Task instructions → Reproduce all the material exactly, minus any pictures it holds.

Given entries →
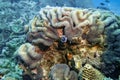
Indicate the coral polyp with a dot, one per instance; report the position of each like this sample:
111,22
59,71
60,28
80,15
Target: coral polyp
67,38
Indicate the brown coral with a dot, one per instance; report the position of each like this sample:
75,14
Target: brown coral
90,73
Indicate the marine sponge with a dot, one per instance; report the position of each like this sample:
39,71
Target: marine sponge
90,73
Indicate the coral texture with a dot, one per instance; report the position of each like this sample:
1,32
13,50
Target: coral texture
88,24
29,54
90,73
62,72
73,36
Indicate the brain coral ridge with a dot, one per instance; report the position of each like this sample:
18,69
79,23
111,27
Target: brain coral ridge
74,22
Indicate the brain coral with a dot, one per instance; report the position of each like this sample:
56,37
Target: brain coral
52,22
90,26
62,72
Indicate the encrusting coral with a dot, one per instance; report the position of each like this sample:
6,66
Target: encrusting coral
68,35
30,54
90,73
62,72
88,24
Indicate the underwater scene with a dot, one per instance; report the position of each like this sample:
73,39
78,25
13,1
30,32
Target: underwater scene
59,39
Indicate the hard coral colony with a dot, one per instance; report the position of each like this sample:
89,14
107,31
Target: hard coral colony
85,32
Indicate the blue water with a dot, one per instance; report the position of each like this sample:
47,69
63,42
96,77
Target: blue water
16,14
113,5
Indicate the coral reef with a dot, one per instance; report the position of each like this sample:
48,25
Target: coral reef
30,58
10,70
89,73
74,22
59,41
62,72
73,36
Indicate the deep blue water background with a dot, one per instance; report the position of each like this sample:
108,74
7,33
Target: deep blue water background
113,5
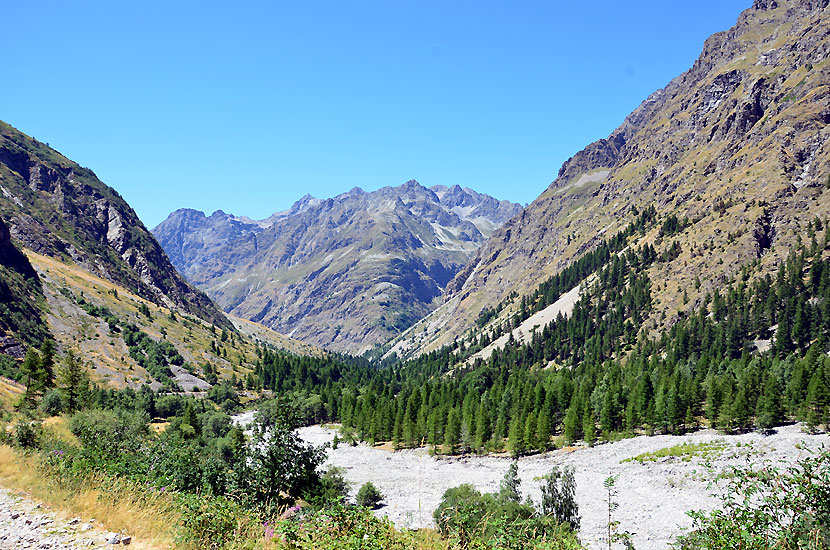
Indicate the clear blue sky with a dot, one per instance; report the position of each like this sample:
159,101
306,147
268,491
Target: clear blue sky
246,106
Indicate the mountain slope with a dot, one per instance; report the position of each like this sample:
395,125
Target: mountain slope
57,208
738,145
21,299
345,273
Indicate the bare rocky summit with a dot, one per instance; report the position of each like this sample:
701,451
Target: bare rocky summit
347,272
739,144
59,209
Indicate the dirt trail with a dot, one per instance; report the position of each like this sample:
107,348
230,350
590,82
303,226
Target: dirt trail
654,497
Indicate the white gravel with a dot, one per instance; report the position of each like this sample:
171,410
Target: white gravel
653,497
27,524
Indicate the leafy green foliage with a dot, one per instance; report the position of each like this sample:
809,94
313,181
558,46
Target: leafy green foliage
470,519
707,450
369,496
769,508
559,497
338,528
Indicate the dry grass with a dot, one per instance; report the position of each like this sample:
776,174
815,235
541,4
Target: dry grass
121,506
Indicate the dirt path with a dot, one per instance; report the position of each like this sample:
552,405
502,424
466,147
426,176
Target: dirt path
26,524
654,497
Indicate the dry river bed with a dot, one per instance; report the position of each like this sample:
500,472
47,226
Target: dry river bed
653,496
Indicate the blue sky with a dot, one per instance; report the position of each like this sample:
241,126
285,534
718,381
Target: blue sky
246,106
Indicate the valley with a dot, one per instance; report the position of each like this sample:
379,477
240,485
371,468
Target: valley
657,320
653,495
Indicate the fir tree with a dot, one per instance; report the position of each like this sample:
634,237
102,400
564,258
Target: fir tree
515,438
452,435
770,412
509,486
818,400
589,427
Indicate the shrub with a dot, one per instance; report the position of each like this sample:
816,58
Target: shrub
339,528
769,508
559,497
27,434
53,402
369,496
211,522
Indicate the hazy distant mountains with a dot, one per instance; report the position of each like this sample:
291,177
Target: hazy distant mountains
739,145
347,272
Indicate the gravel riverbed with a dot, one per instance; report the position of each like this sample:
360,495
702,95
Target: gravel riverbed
25,523
653,496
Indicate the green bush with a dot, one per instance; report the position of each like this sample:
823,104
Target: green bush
769,508
212,522
368,496
53,402
27,434
339,528
470,519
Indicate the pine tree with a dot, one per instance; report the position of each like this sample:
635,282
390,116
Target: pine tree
740,410
452,435
74,381
530,431
509,486
770,411
589,427
33,377
543,430
47,362
573,421
515,438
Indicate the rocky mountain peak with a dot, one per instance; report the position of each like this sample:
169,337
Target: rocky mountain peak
346,272
59,209
739,143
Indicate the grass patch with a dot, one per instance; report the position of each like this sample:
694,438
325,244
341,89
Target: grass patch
684,451
118,505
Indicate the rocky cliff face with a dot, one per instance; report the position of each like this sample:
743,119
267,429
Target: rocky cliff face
739,144
59,209
21,299
346,272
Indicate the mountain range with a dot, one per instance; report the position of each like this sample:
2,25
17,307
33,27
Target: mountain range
347,272
738,145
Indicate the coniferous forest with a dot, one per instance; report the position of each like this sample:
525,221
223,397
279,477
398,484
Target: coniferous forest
596,373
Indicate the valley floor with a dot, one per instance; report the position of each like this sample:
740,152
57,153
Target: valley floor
27,524
654,496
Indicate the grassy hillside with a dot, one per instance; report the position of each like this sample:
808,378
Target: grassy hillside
81,306
59,209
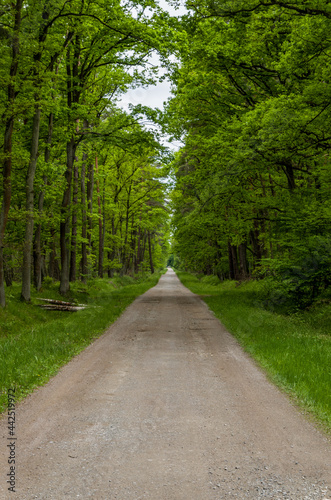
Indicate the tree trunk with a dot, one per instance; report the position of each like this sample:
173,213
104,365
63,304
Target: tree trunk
90,186
7,149
65,222
243,261
101,240
233,262
84,221
73,252
38,256
150,252
29,206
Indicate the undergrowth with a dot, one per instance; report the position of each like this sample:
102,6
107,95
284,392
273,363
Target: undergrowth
35,343
294,350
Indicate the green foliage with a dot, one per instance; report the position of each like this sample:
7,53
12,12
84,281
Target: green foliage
251,105
35,343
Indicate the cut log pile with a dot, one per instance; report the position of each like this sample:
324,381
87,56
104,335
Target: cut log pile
60,305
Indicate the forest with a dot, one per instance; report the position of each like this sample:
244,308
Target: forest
251,195
88,190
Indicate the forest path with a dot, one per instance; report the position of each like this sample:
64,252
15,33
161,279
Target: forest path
164,406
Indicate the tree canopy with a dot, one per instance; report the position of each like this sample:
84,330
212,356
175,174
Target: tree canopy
85,186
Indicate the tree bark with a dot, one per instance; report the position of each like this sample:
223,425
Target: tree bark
73,252
243,261
29,206
7,149
84,221
101,240
150,253
65,222
38,255
90,187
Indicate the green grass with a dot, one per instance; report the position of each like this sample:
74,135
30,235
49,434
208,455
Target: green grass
35,343
295,351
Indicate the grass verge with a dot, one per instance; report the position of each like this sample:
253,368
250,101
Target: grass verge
35,343
295,351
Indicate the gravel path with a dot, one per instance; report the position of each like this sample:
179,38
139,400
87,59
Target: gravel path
165,406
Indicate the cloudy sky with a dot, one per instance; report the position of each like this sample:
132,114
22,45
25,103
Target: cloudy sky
154,95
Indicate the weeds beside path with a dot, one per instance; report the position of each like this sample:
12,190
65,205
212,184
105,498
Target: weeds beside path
35,343
295,350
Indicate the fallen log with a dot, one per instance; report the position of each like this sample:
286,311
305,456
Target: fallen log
61,302
61,307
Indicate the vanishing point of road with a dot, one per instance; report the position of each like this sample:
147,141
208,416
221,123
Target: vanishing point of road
165,406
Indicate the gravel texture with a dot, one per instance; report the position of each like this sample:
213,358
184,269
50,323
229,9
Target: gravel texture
165,406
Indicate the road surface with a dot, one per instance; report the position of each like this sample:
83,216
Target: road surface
164,406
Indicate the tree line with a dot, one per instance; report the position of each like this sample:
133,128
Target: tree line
82,191
251,104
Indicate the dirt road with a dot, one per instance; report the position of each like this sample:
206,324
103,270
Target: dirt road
164,406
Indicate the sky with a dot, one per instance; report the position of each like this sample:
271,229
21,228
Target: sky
154,95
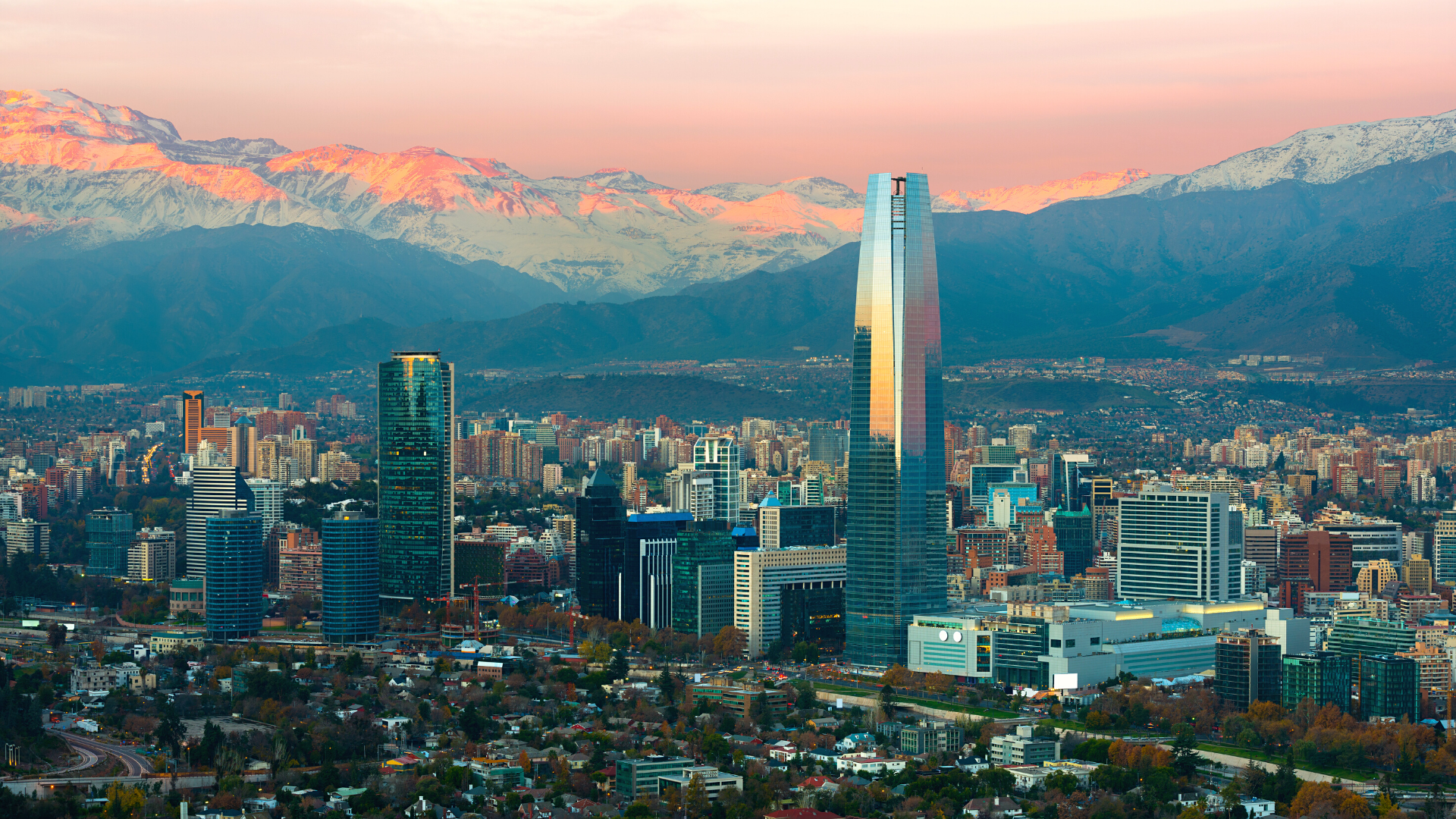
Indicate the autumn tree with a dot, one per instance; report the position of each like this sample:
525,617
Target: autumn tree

Result for this exercise →
Indicate the coral polyp with a dot, one per instance; report the position of each like this sample:
111,22
59,71
60,28
80,15
Target: coral polyp
67,38
Indicate the brown coral with a dot, one per instance; report the position of each like this sample:
75,14
Target: brown coral
90,73
Indicate the marine sponge with a dot, one per instance; report the position of each like this sample:
39,71
Target: marine sponge
90,73
Indicate the coral texture with a dot, one per instance; report the position of each like this sample:
1,32
13,50
Target: coral texture
88,24
29,54
90,73
62,72
73,36
Indicate the brain coral ridge with a dot, one per instance; report the position of each like this sample:
18,69
79,23
111,27
Target: brain coral ridge
74,22
Indicate the brain coral with a dot, one per instance; report the position of each like this sample:
56,37
Target: brain coral
52,22
90,26
62,72
Indicate the encrusting coral with a dot, one per instance; report the position of each like this sample:
6,66
Target: encrusting coral
68,35
30,54
90,73
62,72
88,24
Indicate the underwater scene with a dot, one per instance; report the position of each like this sample:
73,39
78,25
13,1
30,32
Target: underwater scene
59,39
Indicate the hard coral colony with a dot, one per instance; report the position of each like this sample:
89,14
107,31
Target: hard coral colony
85,32
Indicate the blue water with a dot, one per instance; report the position of each like this sample:
47,69
63,42
96,77
Target: blue water
16,14
113,5
Indicate the coral reef with a dot, one per instance; report the position of each like this sample:
48,25
Target: coral reef
30,58
10,70
89,73
74,22
59,41
62,72
73,36
Indicate the deep blue water background with a dot, one per instance; report the position of each like this sample:
108,74
7,33
Target: deep blue water background
113,5
Indicate the clear blue sky with a dot, one per instance; report the position of each like this sample:
159,101
306,147
268,491
Target: clear blue sky
246,106
Indicate the mountain slope with a dot, one per instance; report the position of each like this sample:
395,125
Target: mountain slope
57,208
738,145
21,299
345,273
Indicate the bare rocky summit with a dot, one per instance; report the position of each like this sample:
701,451
Target: bare rocky summit
347,272
739,144
59,209
Indicate the dirt trail with a dot, one per instance; report the position of each like this sample:
107,348
230,350
590,82
303,226
Target: dirt trail
654,497
Indicate the white gravel with a dot, one per instance; report the position of each like this sample:
171,410
Target: white gravel
653,497
27,524
Indicate the leafy green foliage with a dot, one per instance; report the position of each like this sample:
809,94
313,181
558,46
Target: leafy green foliage
470,519
707,450
369,496
769,508
559,497
338,528
Indicate the dry grass with a dot, one per instance; report the position of each like this sample:
776,174
815,235
541,4
Target: dry grass
121,506
Indicate the dirt path with a dot, one per instance; report the position of each like this sample:
552,405
502,424
466,147
426,176
Target: dirt path
26,524
654,497
Indicate the dry river bed with a dot, one per instance; report the position of each like this sample:
500,472
47,226
Target: dry river bed
653,496
Indicate the blue sky with a dot, one per instance; report the position of each like this sample:
241,126
285,534
718,381
Target: blue sky
246,106
Indicate the valley with a dot, one per instance; report the position of each like this sample:
379,477
240,485
371,468
Target: valley
657,320
653,495
Indicate the fir tree with a dot, one per instance; report the position of each like this sample:
634,237
102,400
564,258
Target: fir tree
515,438
452,435
770,412
509,486
818,400
589,427
Indicate the shrub with a dot, one per instance; report the position of each like this sample:
816,58
Target: shrub
339,528
769,508
559,497
27,434
53,402
369,496
211,522
Indicate the hazy distant mountains with a dot, one per instance; report the position of each like this sample:
291,177
Target: hazy distant mountains
739,145
347,272
Indicate the gravel riverbed with a dot, one per instance; report the position of each like this sample:
360,495
702,95
Target: gravel riverbed
25,523
653,496
Indicate the green bush with a dot, one per instance; report the position of each like this sample:
823,104
Target: green bush
769,508
212,522
368,496
53,402
27,434
339,528
470,519
Indicate the pine tree with a dot, one per instance; report the position of each like this sample:
635,282
390,116
Target: pine tree
740,410
452,435
74,381
530,431
509,486
770,411
589,427
33,377
543,430
47,362
573,421
515,438
Indicate the rocky mountain peak with a dot, one per instance; report the position of each like this sample:
169,337
Target: rocky mountain peak
346,272
59,209
739,143
Indicate the grass patch with a dot, one per instance; report the position of each like this sample:
694,438
325,244
341,89
Target: grass patch
684,451
118,505
Indicate the rocky cliff face with a dot, one per instance; report the position of each like this sample:
743,119
267,429
Target: rocky cliff face
739,144
59,209
21,299
346,272
Indicate the mountain range with a dot, one per instance; report the position of each like this sample:
2,25
17,307
33,27
Target: mountain range
347,272
738,145
Indicate the coniferous forest with a dot, one per instance; report the position of each like this sample:
525,221
223,397
279,477
398,484
Target: coniferous forest
596,373
Indicate the valley floor with a dot, one per instance; report the position of each like this sample:
740,152
57,153
Target: valley floor
27,524
654,496
Indicate the grassy hillside with a dot, one per instance; report the position of each like this sample:
808,378
Target: grassy hillside
81,306
59,209
Indicate the tree trunk with a dot, one per instance; report the position of each like this sample:
173,213
104,365
63,304
Target: tree trunk
90,186
7,149
65,222
243,261
101,240
233,262
84,221
73,252
38,256
150,252
29,206
Indicate the undergrowth with a dot, one per instance; report the position of each like this sample:
102,6
107,95
284,392
273,363
Target: undergrowth
35,343
294,350
Indicate the green foliage with a dot, one per instance; report the position of each like this sample:
7,53
12,12
84,281
Target: green foliage
251,105
35,343
Indicate the cut log pile with a dot, one per instance; report the position of each like this sample:
324,381
87,56
104,335
Target: cut log pile
60,305
Indicate the forest with a dot, one per instance; report the position of each like this sample:
244,308
Target: forest
251,195
88,190
Indicate the forest path with a dot, one per instance; report the position of each like this sample:
64,252
15,33
161,279
Target: forest path
164,406
Indicate the tree canopy with a dot, one per instance; report the position of each like this sample:
84,330
212,356
175,174
Target: tree canopy
85,186
Indicate the tree bark with a dot, one per instance; report the position of each like this sample:
223,425
Target: tree bark
73,252
243,261
29,206
7,149
84,221
101,240
150,253
65,222
38,255
90,187
Indicate the green grass with a dot, one per instance; report the position of each like this sample:
74,135
30,235
49,434
208,455
Target: green grass
35,343
295,351
Indicate the grass verge with a dot, one per instance; report the position of each like this sample:
253,368
250,101
Target: grass verge
35,343
295,351
Indicate the gravel path with a dot, one per instance; report the position of each like this sample:
179,38
139,400
87,59
Target: gravel path
165,406
Indicate the cloudy sky with a dot, one per instance; report the position of each like this sample:
132,114
22,45
25,103
Target: cloudy sky
154,95
Indicate the weeds beside path with a dot, one per instance; report the position of each like this sample:
12,190
65,205
212,184
105,498
Target: weeds beside path
35,343
295,350
Indicate the fallen log with a dot, one per instance; report the position of each like this sample:
286,311
305,456
Target: fallen log
61,302
61,307
Indicate the vanishing point of road with a dot, one per instance; report the position of each like this sample:
147,141
208,416
221,123
Target: vanishing point of road
165,406
Indicate the gravel texture with a dot, one per instance; report the position of each like this sample:
213,358
184,269
50,323
229,9
Target: gravel texture
165,406
Indicate the road surface with a dot, one per instance; report the position of each like this sample:
83,216
Target: road surface
164,406
Indicate the tree line with a dot, one per instance; report the position of each like this sample:
133,128
Target: tree line
82,191
251,104
Indicate the dirt road with a dot, one per instance; report the position of each like this sample:
206,324
103,270
Target: dirt road
164,406
Indicate the sky with a dot, one per instance; report the position of each like this sample:
271,229
21,228
Target: sky
154,95
Indicate the autumn tree with a dot, one per instance; report the position of each like this sample:
525,617
Target: autumn tree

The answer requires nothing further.